— START OF PROVIDED DATA —
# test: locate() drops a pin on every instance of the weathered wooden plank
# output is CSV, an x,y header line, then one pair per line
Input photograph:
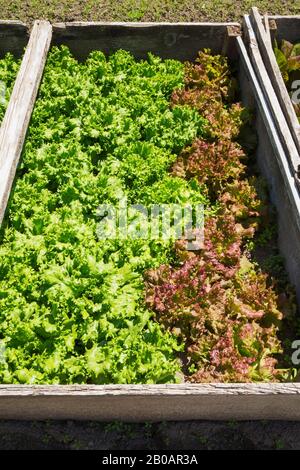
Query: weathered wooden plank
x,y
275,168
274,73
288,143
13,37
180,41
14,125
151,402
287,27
— END OF PROVIDED DATA —
— START OF PROVIDED DATA —
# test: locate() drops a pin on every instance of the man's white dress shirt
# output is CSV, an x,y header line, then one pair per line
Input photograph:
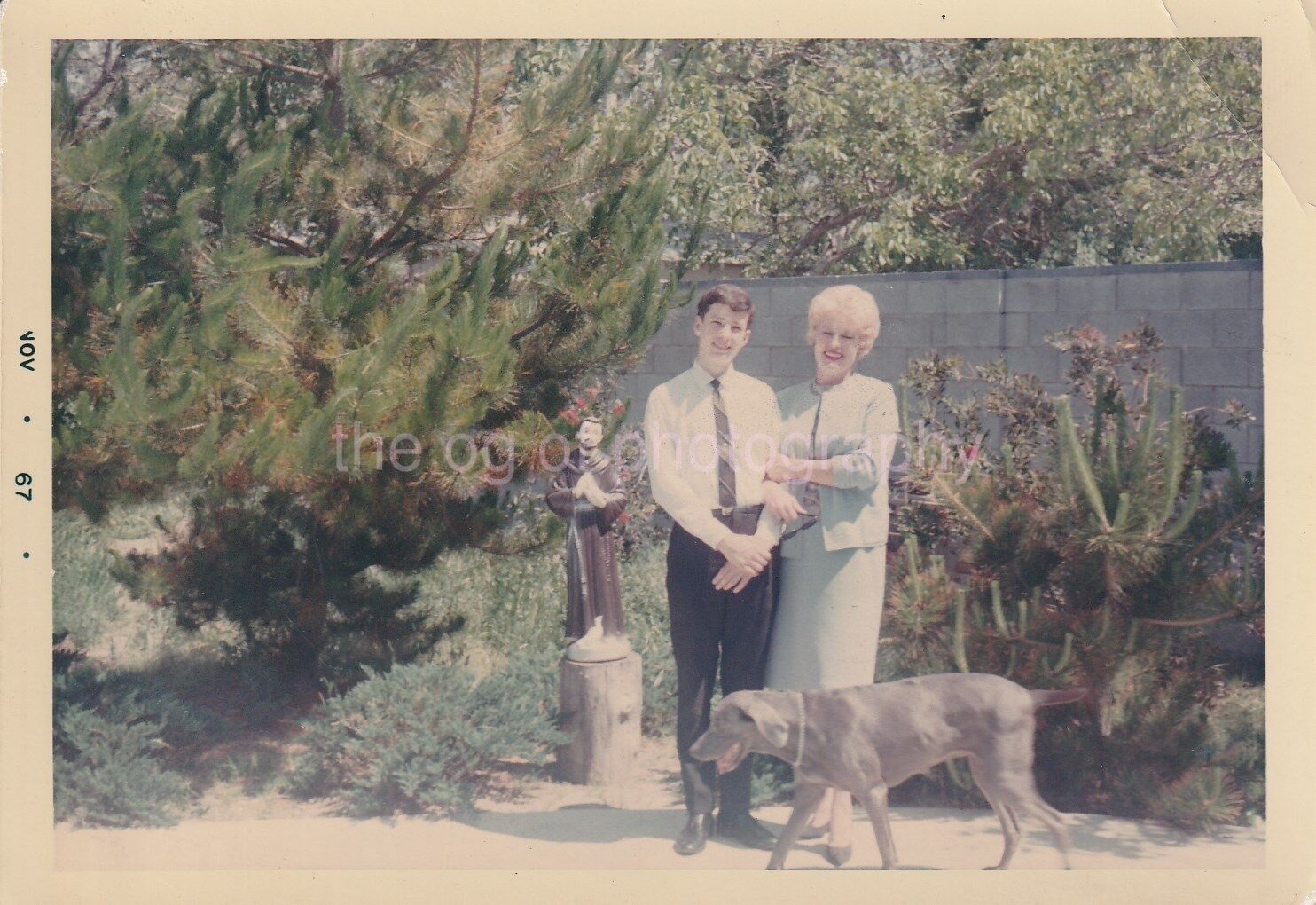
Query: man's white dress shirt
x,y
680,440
— END OF PROVIDED DATA —
Gather every line of the items above that contains the word "white", matching its case exactly.

## SOLVED PROBLEM
# test: locate() drops a pin on every instance of the man's white dress shirt
Query: man's white dress shirt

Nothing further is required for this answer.